§ **TASK GOAL**
Reproduce the data below line for line, without any changes, and omit the pictures from your answer.

§ **DATASET EXTRACT**
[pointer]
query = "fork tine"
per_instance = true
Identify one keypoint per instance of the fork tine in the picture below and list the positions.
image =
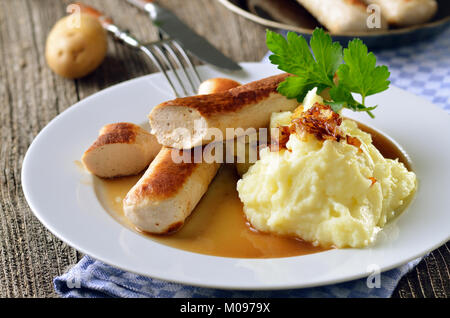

§ **RESULT FOR THIS EXERCISE**
[pointer]
query = "fork tine"
per_instance = true
Identify one keypoint per instance of the fork tine in the picture below and list the positions.
image =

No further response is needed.